§ **Material for the task**

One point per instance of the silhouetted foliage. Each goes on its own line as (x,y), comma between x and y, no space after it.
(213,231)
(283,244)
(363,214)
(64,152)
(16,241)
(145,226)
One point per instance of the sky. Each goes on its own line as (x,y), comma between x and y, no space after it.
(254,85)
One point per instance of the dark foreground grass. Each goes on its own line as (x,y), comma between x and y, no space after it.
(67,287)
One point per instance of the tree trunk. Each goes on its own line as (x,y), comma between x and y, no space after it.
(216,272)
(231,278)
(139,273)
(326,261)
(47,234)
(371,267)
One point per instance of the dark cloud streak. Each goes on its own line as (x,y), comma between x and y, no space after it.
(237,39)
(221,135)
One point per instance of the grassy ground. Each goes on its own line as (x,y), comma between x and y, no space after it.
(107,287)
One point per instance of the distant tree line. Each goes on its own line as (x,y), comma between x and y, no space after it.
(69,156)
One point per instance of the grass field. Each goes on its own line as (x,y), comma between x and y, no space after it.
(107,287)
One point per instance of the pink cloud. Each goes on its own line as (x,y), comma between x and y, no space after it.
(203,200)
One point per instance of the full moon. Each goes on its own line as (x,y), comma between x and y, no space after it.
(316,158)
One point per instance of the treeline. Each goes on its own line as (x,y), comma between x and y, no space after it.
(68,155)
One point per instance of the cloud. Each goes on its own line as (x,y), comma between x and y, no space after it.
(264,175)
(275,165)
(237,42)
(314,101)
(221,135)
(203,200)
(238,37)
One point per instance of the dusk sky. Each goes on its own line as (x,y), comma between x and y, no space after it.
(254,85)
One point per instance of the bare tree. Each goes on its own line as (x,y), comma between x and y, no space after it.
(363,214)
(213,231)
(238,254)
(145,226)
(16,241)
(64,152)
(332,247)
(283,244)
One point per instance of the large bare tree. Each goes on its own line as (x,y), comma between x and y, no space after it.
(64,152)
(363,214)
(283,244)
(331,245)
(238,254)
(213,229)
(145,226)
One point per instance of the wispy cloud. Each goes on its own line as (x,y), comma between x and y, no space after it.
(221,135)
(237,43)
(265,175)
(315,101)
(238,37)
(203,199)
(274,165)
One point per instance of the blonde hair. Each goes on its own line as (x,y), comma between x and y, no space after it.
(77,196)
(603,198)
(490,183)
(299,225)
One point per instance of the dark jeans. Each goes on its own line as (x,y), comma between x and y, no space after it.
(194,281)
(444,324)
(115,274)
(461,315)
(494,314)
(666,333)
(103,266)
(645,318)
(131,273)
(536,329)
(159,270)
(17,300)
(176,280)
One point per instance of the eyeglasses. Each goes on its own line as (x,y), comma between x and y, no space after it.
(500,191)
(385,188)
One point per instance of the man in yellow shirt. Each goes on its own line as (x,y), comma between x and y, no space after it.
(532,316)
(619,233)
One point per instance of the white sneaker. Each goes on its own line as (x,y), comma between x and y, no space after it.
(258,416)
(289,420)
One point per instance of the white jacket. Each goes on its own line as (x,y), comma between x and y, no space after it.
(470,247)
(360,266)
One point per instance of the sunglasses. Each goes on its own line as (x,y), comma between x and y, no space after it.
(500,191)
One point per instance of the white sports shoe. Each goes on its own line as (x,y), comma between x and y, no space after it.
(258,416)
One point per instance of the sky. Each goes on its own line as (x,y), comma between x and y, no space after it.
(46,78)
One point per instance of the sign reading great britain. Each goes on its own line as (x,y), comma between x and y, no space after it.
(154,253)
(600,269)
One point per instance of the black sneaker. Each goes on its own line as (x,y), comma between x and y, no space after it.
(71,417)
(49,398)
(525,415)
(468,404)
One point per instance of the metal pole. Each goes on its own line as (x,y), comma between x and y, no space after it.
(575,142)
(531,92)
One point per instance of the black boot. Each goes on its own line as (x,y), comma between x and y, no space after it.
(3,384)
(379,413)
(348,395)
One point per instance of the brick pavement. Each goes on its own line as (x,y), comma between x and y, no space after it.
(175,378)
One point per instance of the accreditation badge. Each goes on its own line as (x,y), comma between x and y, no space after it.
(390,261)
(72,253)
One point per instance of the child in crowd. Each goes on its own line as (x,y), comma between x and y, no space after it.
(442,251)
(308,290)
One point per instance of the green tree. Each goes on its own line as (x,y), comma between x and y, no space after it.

§ **Your goal**
From the first line to the last, write out the data exactly.

§ **Result**
One point per instance of the silhouetted foliage. Each goes on its own line as (x,y), comma between x and y, no space after it.
(213,231)
(283,244)
(363,214)
(64,152)
(16,241)
(145,226)
One point per instance of the sky. Each goes on its own line as (x,y), comma between x and y, no space after it.
(254,85)
One point per instance of the dark foreground grass. Each goes on its own line as (x,y), comma between x and y, no space after it.
(67,287)
One point per instance of the tree trunk. Each goes on its own line as (x,y), comma between x and y, no space after it.
(216,272)
(231,278)
(139,273)
(326,261)
(47,234)
(371,267)
One point per instance of the dark cloud streak. Each goes on its own line as (x,y), comma between x and y, no space after it.
(237,39)
(221,135)
One point per instance of the grassy ground. Each goes on its own line as (x,y), comma between x and y, no space after it.
(107,287)
One point per instance of the distant tree line. Each goes on its own line as (x,y), comma between x and y, no space after it.
(69,156)
One point per instance of the grass field. Each goes on its own line as (x,y), comma between x and y, no space after it.
(107,287)
One point per instance of the pink cloud. Each goes on its own line as (x,y), comma between x and y, no space after it.
(203,200)
One point per instance of the full moon. Each goes on its own line as (x,y), comma between x and y, no space after it.
(316,158)
One point per instance of the treeline. Each goes on its own line as (x,y), comma between x and y, no space after it.
(68,155)
One point per instance of the cloud. Each goes on its own line as (x,y), comma between x and y, no space after it.
(264,175)
(275,165)
(237,42)
(314,101)
(221,135)
(203,200)
(238,37)
One point per instance of the dusk sky. Each goes on its own line as (x,y), comma between x and y, no space after it.
(254,85)
One point per instance of the bare tree. Each goes on its own line as (x,y), comma between x and y, no space after it.
(363,214)
(213,231)
(238,254)
(145,226)
(16,241)
(64,152)
(332,247)
(283,244)
One point per instance of the large bare tree. Each goes on its own line as (x,y), comma between x and y, no space after it.
(64,152)
(363,214)
(283,244)
(331,245)
(238,254)
(213,229)
(145,226)
One point per instance of the wispy cloud. Each goes on its own line as (x,y), comma between x and y, no space after it.
(221,135)
(237,43)
(265,175)
(315,101)
(238,37)
(203,199)
(274,165)
One point per instance of the blonde hair. Each goes on its own line as (x,y), comma between x and y, no space after it.
(77,196)
(603,198)
(490,183)
(299,225)
One point per instance of the dark jeans. Each goes on its own line as (x,y), comma between x and y, no space after it.
(194,281)
(444,324)
(115,274)
(461,315)
(494,314)
(666,333)
(103,266)
(645,318)
(131,273)
(536,329)
(159,270)
(17,300)
(176,280)
One point per instance of the eyeglasses. Each goes on its own line as (x,y), comma between x and y, no space after it.
(500,191)
(385,188)
One point per instance of the man in yellow shirt. Each goes on its own line as (x,y), comma between x and y, no space after it.
(532,316)
(619,233)
One point per instance of the white sneaker. Each goes on its own line as (x,y), comma between x and y, no space after it.
(258,416)
(289,420)
One point per instance of the white jacket. Each goes on its own line as (x,y), comma between x and y, no space after it.
(470,247)
(360,266)
One point per instance of the sunglasses. Each goes on its own line as (x,y), comma between x and y, no space after it.
(500,191)
One point per instance of the white sports shoe. Each goes on its own line as (x,y), comma between x and y, no space after it.
(258,416)
One point per instance of the sky. Each goes on its own line as (x,y), comma between x and y, no space after it.
(46,78)
One point per instance of the sign reading great britain. Each goes on its own line as (x,y), comma between x and y, no space after it.
(154,253)
(600,269)
One point per instance of the black sneaker. Each goes on its own line as (x,y), comma between x and y, no space after it.
(71,417)
(49,398)
(525,415)
(468,404)
One point per instance of the metal pole. Each goes on its own line as (x,y), comma between x and y, no space after it.
(575,142)
(531,92)
One point per instance of the black boot. Each goes on its own line as (x,y), comma between x and y, no space after it.
(3,384)
(379,413)
(348,395)
One point per instance of the brick pavement. Each goes on its own line as (x,y), comma between x and y, no space after it.
(175,378)
One point per instance of the accreditation badge. Each goes on its own line as (x,y), comma between x and y, no space after it.
(390,261)
(72,253)
One point per instance of the child in crowd. Each goes on its own line as (x,y), comma between x and y, no space after it.
(442,251)
(308,290)
One point per instance of the green tree. Each goes on its own line as (x,y), comma between x and y, no space after it.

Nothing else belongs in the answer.